Copy out the records in full, word for word, without pictures.

[Entries taken from a collection]
□ □ □ □ □ □ □

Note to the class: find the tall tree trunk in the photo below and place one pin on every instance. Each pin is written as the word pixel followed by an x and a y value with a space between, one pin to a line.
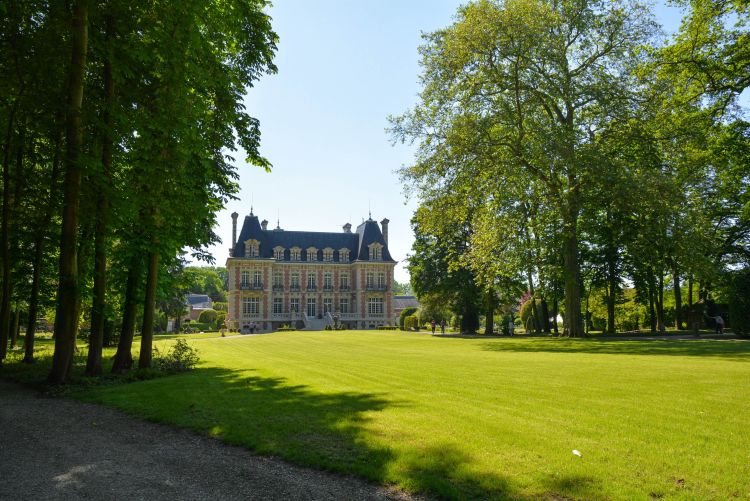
pixel 68 289
pixel 677 299
pixel 15 327
pixel 660 302
pixel 555 312
pixel 611 295
pixel 39 258
pixel 571 273
pixel 545 316
pixel 5 241
pixel 124 356
pixel 489 318
pixel 147 332
pixel 651 310
pixel 96 336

□ □ □ □ □ □ □

ANSWER SECTION:
Note to the class: find the tall tree trunk in the photo below and place one pin on every instance. Each pin is written as the word pixel followed by an x and a y value with a space between, one pin to a line.
pixel 68 289
pixel 677 299
pixel 15 327
pixel 660 302
pixel 555 312
pixel 611 295
pixel 39 258
pixel 571 273
pixel 545 316
pixel 5 241
pixel 124 356
pixel 489 318
pixel 147 332
pixel 651 310
pixel 96 336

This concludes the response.